───── SUPPLIED TEXT ─────

Oh -- P.S.: If you're at all affected by the magic of musical theater, I enthusiastically recommend Shrek The Musical as mood medicine. If you can't get your hands on the video, at least find your way to the soundtrack.
Heart is pounding.
My diagnoses are complex PTSD, anxiety, depression. I have never known peace, or more than fleeting joy. I've been in therapy most of my life; I've been with my current one for over eight years. No meds have ever helped, except Ritalin to help me get chores done, and xanax, melatonin, and antihistamines (all three seem to be required) to help me sleep. In 2008, out of ideas, I tried ECT. It was horrible, awful, terrible. It did not help. A year or two ago I tried a course of ketamine, which may have helped some for a while, but the setting was awful -- noisy, grating, chaotic, harsh, triggering -- and I can't afford it again anyway.
I am single, cis-female, never been married, no kids. I love kids, but am not equipped to parent.

───── DATA LISTING ─────

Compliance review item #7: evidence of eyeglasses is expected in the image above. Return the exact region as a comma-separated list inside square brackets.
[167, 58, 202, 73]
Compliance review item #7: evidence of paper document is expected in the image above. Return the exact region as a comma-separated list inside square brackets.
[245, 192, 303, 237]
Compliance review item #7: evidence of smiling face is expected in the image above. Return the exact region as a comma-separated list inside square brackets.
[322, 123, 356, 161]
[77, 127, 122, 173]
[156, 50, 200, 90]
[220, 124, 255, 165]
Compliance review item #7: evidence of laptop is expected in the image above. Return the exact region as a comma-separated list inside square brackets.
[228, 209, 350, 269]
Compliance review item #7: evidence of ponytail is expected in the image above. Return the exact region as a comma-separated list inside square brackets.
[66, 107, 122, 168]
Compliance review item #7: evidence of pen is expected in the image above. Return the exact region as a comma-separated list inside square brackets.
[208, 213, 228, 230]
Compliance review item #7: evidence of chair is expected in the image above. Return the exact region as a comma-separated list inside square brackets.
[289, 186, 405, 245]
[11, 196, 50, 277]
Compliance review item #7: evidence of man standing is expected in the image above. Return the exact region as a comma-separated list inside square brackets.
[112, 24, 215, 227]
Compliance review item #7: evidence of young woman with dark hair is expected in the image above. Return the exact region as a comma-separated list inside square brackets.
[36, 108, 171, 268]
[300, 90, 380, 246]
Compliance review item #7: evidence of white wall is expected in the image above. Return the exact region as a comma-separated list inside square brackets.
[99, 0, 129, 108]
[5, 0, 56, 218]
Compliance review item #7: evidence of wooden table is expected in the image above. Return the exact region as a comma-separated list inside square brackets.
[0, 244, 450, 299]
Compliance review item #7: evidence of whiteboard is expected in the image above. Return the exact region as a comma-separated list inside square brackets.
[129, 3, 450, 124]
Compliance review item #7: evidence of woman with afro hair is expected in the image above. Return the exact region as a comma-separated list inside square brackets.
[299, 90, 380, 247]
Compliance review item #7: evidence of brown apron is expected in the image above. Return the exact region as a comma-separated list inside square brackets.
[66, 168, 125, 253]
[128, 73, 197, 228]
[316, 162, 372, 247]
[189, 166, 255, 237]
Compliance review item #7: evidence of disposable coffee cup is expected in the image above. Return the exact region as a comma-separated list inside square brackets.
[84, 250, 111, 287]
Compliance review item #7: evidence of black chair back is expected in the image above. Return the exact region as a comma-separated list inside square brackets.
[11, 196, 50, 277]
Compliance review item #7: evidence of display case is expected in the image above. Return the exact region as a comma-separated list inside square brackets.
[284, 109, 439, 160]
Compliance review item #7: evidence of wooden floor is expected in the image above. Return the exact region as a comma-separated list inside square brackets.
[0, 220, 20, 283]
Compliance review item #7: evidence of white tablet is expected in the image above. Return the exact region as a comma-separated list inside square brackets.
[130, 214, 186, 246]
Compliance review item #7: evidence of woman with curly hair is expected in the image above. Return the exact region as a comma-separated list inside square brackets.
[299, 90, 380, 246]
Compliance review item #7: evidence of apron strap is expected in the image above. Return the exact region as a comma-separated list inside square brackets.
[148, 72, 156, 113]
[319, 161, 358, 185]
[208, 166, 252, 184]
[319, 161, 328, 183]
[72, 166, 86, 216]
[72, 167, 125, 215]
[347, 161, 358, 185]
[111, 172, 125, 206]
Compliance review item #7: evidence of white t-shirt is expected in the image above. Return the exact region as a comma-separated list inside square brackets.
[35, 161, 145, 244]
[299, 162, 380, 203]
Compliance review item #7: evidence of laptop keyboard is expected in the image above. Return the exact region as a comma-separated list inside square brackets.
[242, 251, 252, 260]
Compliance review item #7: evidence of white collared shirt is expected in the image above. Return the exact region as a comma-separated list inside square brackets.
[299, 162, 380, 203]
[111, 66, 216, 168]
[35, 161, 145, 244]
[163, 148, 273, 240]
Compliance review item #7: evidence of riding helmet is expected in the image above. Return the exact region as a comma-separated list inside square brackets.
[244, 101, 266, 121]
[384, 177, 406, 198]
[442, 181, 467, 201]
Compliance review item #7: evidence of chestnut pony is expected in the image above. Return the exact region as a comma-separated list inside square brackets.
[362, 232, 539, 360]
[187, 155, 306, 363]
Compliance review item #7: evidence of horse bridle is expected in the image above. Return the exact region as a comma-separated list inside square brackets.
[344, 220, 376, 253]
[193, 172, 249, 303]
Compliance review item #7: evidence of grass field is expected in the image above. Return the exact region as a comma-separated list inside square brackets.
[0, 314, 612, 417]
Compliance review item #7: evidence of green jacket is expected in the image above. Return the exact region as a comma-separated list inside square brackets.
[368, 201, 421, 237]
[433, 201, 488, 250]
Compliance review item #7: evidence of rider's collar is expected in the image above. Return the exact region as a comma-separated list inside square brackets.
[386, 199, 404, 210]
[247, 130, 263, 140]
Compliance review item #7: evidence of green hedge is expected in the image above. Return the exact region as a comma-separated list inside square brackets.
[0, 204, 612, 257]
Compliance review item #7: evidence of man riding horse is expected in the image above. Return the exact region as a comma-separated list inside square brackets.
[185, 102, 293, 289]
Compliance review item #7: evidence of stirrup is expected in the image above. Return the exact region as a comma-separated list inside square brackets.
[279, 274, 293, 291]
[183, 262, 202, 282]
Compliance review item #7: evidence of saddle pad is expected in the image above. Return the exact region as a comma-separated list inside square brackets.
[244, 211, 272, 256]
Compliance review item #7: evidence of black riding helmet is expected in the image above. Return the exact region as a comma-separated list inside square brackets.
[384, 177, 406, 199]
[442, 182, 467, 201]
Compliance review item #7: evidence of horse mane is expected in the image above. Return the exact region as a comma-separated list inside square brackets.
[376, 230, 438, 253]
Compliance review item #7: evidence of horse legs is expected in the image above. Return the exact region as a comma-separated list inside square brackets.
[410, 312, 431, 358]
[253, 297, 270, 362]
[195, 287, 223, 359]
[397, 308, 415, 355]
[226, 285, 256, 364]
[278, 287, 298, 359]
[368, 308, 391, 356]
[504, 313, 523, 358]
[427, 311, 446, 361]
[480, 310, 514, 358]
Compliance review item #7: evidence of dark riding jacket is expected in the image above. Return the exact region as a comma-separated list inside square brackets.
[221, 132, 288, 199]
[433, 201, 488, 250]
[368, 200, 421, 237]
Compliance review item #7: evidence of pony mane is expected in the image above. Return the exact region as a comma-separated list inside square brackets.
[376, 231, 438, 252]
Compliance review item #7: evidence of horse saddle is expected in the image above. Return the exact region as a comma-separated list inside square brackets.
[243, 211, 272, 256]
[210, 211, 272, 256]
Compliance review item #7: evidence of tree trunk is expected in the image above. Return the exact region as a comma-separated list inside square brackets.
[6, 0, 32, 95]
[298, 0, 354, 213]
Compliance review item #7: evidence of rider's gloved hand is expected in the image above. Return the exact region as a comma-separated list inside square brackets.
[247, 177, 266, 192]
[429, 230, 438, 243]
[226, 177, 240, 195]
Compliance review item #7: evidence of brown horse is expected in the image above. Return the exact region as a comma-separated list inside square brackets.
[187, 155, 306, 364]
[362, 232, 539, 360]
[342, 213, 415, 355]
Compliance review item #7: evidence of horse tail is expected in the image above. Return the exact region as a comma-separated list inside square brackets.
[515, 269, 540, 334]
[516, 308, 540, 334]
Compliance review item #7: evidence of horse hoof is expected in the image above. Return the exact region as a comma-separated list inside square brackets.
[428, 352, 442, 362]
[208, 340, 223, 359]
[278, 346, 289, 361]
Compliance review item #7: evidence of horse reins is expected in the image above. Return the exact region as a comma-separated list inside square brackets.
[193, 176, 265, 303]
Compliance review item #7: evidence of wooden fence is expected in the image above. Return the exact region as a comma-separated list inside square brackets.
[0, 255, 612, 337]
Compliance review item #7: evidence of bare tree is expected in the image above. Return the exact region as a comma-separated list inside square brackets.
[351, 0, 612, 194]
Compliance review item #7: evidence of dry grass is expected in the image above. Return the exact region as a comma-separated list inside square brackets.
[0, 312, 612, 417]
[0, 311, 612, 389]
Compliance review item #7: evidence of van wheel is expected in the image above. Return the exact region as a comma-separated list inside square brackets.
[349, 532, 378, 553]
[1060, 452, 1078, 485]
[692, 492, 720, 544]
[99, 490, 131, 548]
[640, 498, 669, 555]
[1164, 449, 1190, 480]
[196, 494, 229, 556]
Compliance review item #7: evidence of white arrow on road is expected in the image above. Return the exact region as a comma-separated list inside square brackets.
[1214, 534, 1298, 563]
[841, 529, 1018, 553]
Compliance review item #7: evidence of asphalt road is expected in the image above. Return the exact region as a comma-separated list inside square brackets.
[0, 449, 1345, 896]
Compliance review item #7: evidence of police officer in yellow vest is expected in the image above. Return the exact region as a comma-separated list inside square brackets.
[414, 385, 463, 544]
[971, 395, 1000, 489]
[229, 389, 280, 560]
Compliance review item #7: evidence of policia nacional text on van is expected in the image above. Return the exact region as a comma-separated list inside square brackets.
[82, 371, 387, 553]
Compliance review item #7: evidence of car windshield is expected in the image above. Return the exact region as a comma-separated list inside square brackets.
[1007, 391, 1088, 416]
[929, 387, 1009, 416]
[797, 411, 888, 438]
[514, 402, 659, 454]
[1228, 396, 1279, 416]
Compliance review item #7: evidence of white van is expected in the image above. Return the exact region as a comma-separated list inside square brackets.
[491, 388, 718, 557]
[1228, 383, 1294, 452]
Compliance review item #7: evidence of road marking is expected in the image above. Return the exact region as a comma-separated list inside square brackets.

─────

• [APPLY WHAT YOU READ]
**A.** Answer these from the mental health post:
(i) What does the writer recommend as mood medicine?
(ii) How long has the writer been with the current therapist?
(iii) What treatment did the writer try in 2008?
**B.** Turn the paragraph of the mental health post that begins "My diagnoses are complex PTSD" into a short bulleted list that keeps its main facts.
**C.** Carry on the mental health post from its last sentence.

• [OUTPUTS FOR THE TASKS]
**A.**
(i) Shrek The Musical
(ii) Over eight years
(iii) ECT

**B.**
- Diagnoses: complex PTSD, anxiety, depression; has never known peace or more than fleeting joy
- In therapy most of life; with current therapist over eight years
- Medications: none have helped, except Ritalin for chores and xanax, melatonin, and antihistamines (all three) for sleep
- ECT in 2008: horrible and did not help
- Ketamine a year or two ago: may have helped for a while, but the setting was awful and triggering, and it is no longer affordable

**C.**
In my twenties, having finally realized that (a) I could either work or survive but not both, and (b) social security disability was for mental/emotional as well as physical debility, and having secured official disability status, I asked my mother why they didn't get me help when I was little. She said, "You were angry from day one. How were we to know anything was wrong?" I say this to give a glimpse of the quality of parenting I enjoyed.
Through scrimping, hoarding, exploiting loopholes, keeping to myself, exiling myself to a region where property costs a tiny fraction of most places, and depriving myself of things I need including medical care, and having begged myself into a private loan, I have made myself a homeowner. My need for this form of autonomy and stability was extreme, and I'm really grateful to be relieved of the chaos of poverty plus renting. Unfortunately, to get a decent place I could potentially pay off in my lifetime, I had to go far from town, over terrible roads. My point is that isolation, always hard to fight, now feels like the only option, since driving is expensive, and I now no longer qualify for any relief programs, and the money situation is deteriorating.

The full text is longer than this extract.